(Goal 1)
According to the news report on the debt limitation bill, by what year must public debt be cut to 60 percent of GDP?
(Goal 2)
Repeat word for word the part of the news report on the debt limitation bill that opens with the words containing "He said deviations" and closes with "total public debt.".

(Selected text)

— Start —

ISLAMABAD, Oct 27: The government on Monday introduced in the National Assembly the Fiscal Responsibility and Debt Limitation Bill 2003 to make it binding on the government to bring down revenue deficit to zero by June 30, 2008, and maintain a revenue surplus thereafter.

Briefing reporters here on Wednesday about the bill, Finance Minister Shaukat Aziz said the economic managers of the country will be made answerable to parliament in case of any deviation from the set targets.

Transparency about public spending and borrowings will be ensured through comprehensive public disclosures, he said.

Under the law, a target has been set to reduce public debt to 60 per cent of GDP by the year 2013 and to keep cutting it by 2.5 per cent in subsequent years. He said the government guarantees to the public-sector entities would not amount to more than two per cent of GDP.

The minister said few countries in the developing world had taken such an initiative to control public expenditure.

He said deviations from the targeted expenditure could only be made in case of unforeseen demands on the finances of the government resulting from either a national security situation or a national calamity as determined by the National Assembly.

However, the finance minister would have to specify the reasons to the assembly for making such a departure.

The government would be responsible to file three statements every year to the National Assembly, namely, the medium-term budgetary statement along with a three-year rolling target, the fiscal policy statement and the debt policy statement.

In the fiscal policy statement, the government would be required to submit key macro-economic indicators like total expenditure, total revenue, total fiscal deficit, revenue deficit and total public debt.

In the debt policy statement, the government would explain the set targets concerning debt strategy and say if these had been met, and if not, for what reasons.

The government would also submit the analysis of the foreign currency exposure of Pakistan’s external debt along with evaluations of the cost of external and domestic debts.

The government would also be required to inform the National Assembly about any major economic decision which it might have introduced during the year but the minister said there was no definition of the major decision.

— End —

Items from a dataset
— Start —

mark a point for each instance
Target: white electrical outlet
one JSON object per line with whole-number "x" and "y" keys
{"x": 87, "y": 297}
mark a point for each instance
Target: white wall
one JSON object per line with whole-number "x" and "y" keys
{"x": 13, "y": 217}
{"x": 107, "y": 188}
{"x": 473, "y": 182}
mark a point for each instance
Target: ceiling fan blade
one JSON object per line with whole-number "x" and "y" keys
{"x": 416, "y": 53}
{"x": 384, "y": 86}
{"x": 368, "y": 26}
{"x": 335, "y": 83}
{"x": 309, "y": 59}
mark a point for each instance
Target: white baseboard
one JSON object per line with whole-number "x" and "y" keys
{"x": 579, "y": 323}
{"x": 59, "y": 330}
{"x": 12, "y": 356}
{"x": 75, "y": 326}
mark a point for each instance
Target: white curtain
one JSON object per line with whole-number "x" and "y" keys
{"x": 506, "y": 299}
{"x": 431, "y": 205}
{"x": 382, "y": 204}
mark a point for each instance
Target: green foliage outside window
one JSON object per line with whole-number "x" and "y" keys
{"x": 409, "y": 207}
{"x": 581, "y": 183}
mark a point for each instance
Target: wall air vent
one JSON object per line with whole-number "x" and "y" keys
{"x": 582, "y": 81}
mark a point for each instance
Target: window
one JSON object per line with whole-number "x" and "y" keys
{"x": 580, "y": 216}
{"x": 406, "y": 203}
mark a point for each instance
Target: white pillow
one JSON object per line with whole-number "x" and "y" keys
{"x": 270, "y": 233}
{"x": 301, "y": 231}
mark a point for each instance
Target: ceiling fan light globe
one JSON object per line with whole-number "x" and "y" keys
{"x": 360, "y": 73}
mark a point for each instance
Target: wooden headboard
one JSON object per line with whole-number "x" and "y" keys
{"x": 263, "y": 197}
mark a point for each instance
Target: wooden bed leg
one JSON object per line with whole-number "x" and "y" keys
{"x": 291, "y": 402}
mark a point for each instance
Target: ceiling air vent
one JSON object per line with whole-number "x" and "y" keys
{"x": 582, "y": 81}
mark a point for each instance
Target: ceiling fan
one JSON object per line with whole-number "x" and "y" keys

— End —

(Full solution 1)
By 2013.

(Full solution 2)
He said deviations from the targeted expenditure could only be made in case of unforeseen demands on the finances of the government resulting from either a national security situation or a national calamity as determined by the National Assembly.

However, the finance minister would have to specify the reasons to the assembly for making such a departure.

The government would be responsible to file three statements every year to the National Assembly, namely, the medium-term budgetary statement along with a three-year rolling target, the fiscal policy statement and the debt policy statement.

In the fiscal policy statement, the government would be required to submit key macro-economic indicators like total expenditure, total revenue, total fiscal deficit, revenue deficit and total public debt.